▸ **EXERCISE DESCRIPTION**: Nothing may be left out or changed. Print every entry.

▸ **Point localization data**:
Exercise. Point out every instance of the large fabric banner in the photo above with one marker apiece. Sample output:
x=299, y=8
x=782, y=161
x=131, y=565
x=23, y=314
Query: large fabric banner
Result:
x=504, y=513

▸ **SOLUTION FOR THIS EXERCISE**:
Exercise. Point out every instance of the large fabric banner in the photo above with one marker apiece. Sample output:
x=299, y=8
x=782, y=161
x=131, y=565
x=23, y=314
Query: large fabric banner
Result:
x=504, y=513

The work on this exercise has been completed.